Tekstfragment:
______________________________

Het bleek bosvogeltje (Cephalanthera damasonium) is een mixotrofe, epiparasitaire, vaste plant, die behoort tot de orchideeënfamilie. De soort staat op de Nederlandse Rode lijst van planten als zeer zeldzaam en iets afgenomen. In Nederland is de plant vanaf 1 januari 2017 niet meer wettelijk beschermd. Bleek bosvogeltje komt voor in Eurazië en in Nederland in Zuid-Limburg. Het bleek bosvogeltje onderscheidt zich van het wit bosvogeltje (Cephalanthera longifolia) door de veel bredere bladeren.

De plant wordt 30-60 cm hoog, vormt uitlopers en heeft twee of drie groengele tot lichtgroene bladeren. De onderste zijn eirond tot eirond-lancetvormig. Daarboven zitten één of meer schutbladeren (bracteeën). Het bleek bosvogeltje bloeit in mei en juni met geelachtig witte bloemen, waarvan de buitenste bloemdekbladen 15-20 mm lang zijn. De aar is losbloemig en bestaat uit drie tot twintig bloemen. De bloemen zijn bijna niet of slechts voor een korte tijd geopend.

______________________________

Aangeleverde gegevens:

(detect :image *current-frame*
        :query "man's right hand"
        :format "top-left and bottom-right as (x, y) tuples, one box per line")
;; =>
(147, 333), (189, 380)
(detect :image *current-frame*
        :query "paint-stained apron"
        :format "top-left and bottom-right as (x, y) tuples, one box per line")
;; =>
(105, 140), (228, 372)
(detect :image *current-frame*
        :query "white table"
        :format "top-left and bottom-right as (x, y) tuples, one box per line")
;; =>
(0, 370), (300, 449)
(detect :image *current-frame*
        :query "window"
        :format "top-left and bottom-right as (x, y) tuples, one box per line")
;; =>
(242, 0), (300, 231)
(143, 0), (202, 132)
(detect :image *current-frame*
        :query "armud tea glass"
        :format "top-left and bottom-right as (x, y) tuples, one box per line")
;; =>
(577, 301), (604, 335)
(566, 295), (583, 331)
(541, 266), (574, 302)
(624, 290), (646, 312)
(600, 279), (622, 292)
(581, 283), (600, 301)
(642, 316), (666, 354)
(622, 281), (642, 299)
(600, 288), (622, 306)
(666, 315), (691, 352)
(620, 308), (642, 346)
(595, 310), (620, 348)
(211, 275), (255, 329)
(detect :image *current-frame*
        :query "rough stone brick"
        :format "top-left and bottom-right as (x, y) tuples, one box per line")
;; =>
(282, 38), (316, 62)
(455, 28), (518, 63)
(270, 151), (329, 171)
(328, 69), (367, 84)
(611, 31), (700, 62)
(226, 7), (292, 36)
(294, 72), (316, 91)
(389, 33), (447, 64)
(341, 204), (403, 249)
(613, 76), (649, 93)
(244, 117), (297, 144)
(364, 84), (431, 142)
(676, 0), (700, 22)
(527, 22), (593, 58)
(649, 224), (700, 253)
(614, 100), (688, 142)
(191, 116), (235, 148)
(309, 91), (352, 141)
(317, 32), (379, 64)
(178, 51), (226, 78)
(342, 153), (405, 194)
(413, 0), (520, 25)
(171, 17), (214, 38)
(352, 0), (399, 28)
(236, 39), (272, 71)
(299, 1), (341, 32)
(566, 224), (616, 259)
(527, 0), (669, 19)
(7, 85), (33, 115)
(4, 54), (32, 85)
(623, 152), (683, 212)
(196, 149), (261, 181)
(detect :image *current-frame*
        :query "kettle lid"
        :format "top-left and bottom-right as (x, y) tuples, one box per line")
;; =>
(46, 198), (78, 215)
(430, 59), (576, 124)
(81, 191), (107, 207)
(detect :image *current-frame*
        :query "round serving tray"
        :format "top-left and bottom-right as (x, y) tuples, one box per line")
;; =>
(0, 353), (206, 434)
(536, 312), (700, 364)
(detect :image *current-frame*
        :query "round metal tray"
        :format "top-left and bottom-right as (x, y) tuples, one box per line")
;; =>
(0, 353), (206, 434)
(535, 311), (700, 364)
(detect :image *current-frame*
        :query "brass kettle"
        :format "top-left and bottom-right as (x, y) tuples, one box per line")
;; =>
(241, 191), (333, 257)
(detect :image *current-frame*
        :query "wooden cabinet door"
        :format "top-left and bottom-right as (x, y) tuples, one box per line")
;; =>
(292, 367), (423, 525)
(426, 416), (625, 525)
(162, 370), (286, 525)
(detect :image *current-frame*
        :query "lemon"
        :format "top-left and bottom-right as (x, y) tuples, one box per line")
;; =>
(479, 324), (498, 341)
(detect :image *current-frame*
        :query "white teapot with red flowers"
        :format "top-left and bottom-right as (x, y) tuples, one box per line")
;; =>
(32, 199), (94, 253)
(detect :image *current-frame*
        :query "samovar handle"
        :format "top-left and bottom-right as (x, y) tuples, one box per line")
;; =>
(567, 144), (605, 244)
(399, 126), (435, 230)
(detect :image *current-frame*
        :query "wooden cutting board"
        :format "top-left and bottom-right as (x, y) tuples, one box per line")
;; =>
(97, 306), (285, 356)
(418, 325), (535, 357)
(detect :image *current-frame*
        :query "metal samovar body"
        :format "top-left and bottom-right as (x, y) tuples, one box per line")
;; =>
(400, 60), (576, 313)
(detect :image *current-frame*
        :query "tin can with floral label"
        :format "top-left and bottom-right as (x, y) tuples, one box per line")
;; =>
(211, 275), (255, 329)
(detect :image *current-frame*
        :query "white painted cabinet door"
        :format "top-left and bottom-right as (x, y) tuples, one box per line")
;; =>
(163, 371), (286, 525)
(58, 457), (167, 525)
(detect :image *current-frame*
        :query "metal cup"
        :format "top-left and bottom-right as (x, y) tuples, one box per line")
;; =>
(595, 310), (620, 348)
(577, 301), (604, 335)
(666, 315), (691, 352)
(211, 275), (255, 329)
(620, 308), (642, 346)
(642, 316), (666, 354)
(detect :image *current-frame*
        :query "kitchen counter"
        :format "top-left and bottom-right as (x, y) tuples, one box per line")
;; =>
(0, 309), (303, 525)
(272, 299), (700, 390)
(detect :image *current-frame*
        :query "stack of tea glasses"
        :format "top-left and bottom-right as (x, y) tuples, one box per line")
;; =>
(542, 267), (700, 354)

______________________________

Opdracht 1:
Som alle eigenschappen van de bladeren op die de tekst over het bleek bosvogeltje noemt.
Opdracht 2:
Geef bij elke bewering aan of die klopt met de tekst over het bleek bosvogeltje, met ja of nee en de woorden uit de tekst die de doorslag geven.
(a) De plant is in Nederland sinds 1 januari 2017 wettelijk beschermd.
(b) De plant bloeit in mei en juni.
(c) De aar telt drie tot twintig bloemen.
Opdracht 3:
Schrijf de tekst over het bleek bosvogeltje verder, te beginnen na de laatste zin.

Antwoord 1:
- Ze zijn veel breder dan die van het wit bosvogeltje.
- Het zijn er twee of drie.
- Ze zijn groengeel tot lichtgroen.
- De onderste zijn eirond tot eirond-lancetvormig.

Antwoord 2:
(a) Nee: "In Nederland is de plant vanaf 1 januari 2017 niet meer wettelijk beschermd."
(b) Ja: "Het bleek bosvogeltje bloeit in mei en juni met geelachtig witte bloemen"
(c) Ja: "De aar is losbloemig en bestaat uit drie tot twintig bloemen."

Antwoord 3:
De plant doet aan cleistogamie (zelfbevruchting in een ongeopende bloem). Voordat de bloem opent is de anthere al geopend. Daardoor kunnen de polliniën op het onderliggende stempeloppervlak zakken en contact maken met het stempelslijm. Dan beginnen de pollenbuizen te groeien en is de bevruchting een feit. De zaadzetting is, zoals van een autogame (zelfbestuivende) soort verwacht mag worden, heel hoog.

De vrucht is een doosvrucht. Het zaad is zeer fijn (stofzaad).

Het bleek bosvogeltje komt voor in loofbossen, struikgewas en in grasland langs bosranden op kalkhoudende grond.

Het bleek bosvogeltje is een kensoort voor de associatie van hazelaar en purperorchis (Orchio-Cornetum).